— begin EXCERPT TO READ —
“You can lead a horse to water but you can’t make him drink.”
With most of the general discussion on contemporary spy fiction and films currently revolving around the “Bond-Bourne” debate, a rather reluctant spy from the 1960s who could give both characters some competition and is long overdue a comeback is Harry Palmer. This was the bland name given by Michael Caine to the nameless ‘anti-hero’ of Len Deighton’s original spy novels. The most appropriate source for a Harry Palmer comeback film would be Len Deighton’s second novel, Horse Under Water (1963) which, although it fell between The Ipcress File (1962) on the one side and Funeral in Berlin (1964) and Billion-Dollar Brain (1966) on the other, remains tantalisingly un-filmed at present. Horse Under Water was first published in Britain by Jonathan Cape on 21 October 1963, with an original print run of 15,000 copies.[i]
In Len Deighton’s perceptive article on the 1960s spy-craze, entitled “Why Does My Art Go Boom” in the May 1966 edition of Playboy magazine, he revealed that after the success of the film The Ipcress File (1965), the film’s Canadian producer Harry Saltzman bought the film rights to the follow-up ‘Harry Palmer’ novel Horse Under Water:
“In the autumn of 1963 my second book, Horse Under Water, was published and Saltzman bought the film rights of that, too. There was more conjecture in the press. “Out-Bonds Bond” and “Anti-Bond,” they said.”[ii]
In an interview with author Edward Milward-Oliver ("EMO" below), Len Deighton revealed another connection which his second novel Horse Under Water had with James Bond:
“EMO: Had you already written your second novel Horse Under Water before The IPCRESS File was published?
DEIGHTON: It was in first draft. I took it to Hodder & Stoughton and asked them to read it through, because they’d warned me that second books always get slaughtered by the critics. So I got a bit nervous about this, and took a long time writing it – even today I must be one of the world’s slowest writers – until finally I had it ready. I took it to them, and they said they didn’t want to read it. They told me they had a policy of not dealing with a second book until the first had come out.
— end EXCERPT TO READ —
- _WHAT THE EXERCISE ASKS_: Reproduce the part of the passage on Len Deighton's novel Horse Under Water between "DEIGHTON: It was" and "had come out.", inclusive.
— begin DATASET EXCERPT —
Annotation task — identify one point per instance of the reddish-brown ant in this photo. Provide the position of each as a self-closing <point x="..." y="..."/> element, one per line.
— end DATASET EXCERPT —
- _SOLUTION TO THE PROBLEM_:
DEIGHTON: It was in first draft. I took it to Hodder & Stoughton and asked them to read it through, because they’d warned me that second books always get slaughtered by the critics. So I got a bit nervous about this, and took a long time writing it – even today I must be one of the world’s slowest writers – until finally I had it ready. I took it to them, and they said they didn’t want to read it. They told me they had a policy of not dealing with a second book until the first had come out.